## DATA PROVIDED
>>>
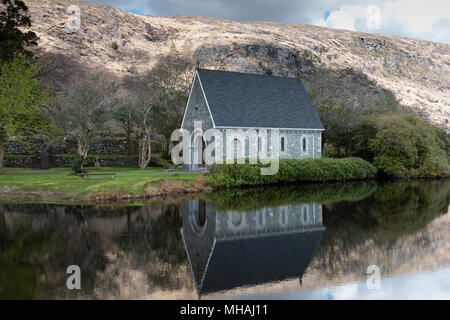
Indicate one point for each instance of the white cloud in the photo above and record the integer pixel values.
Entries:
<<<
>>>
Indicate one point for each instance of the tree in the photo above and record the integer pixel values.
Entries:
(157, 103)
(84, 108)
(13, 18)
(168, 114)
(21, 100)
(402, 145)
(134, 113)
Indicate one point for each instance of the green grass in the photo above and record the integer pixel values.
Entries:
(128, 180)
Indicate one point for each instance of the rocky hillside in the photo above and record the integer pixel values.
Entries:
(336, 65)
<<<
## YOUR GOAL
Using the data above, establish how many lines include the word "pixel"; the reply is that number only.

## WRITTEN SOLUTION
4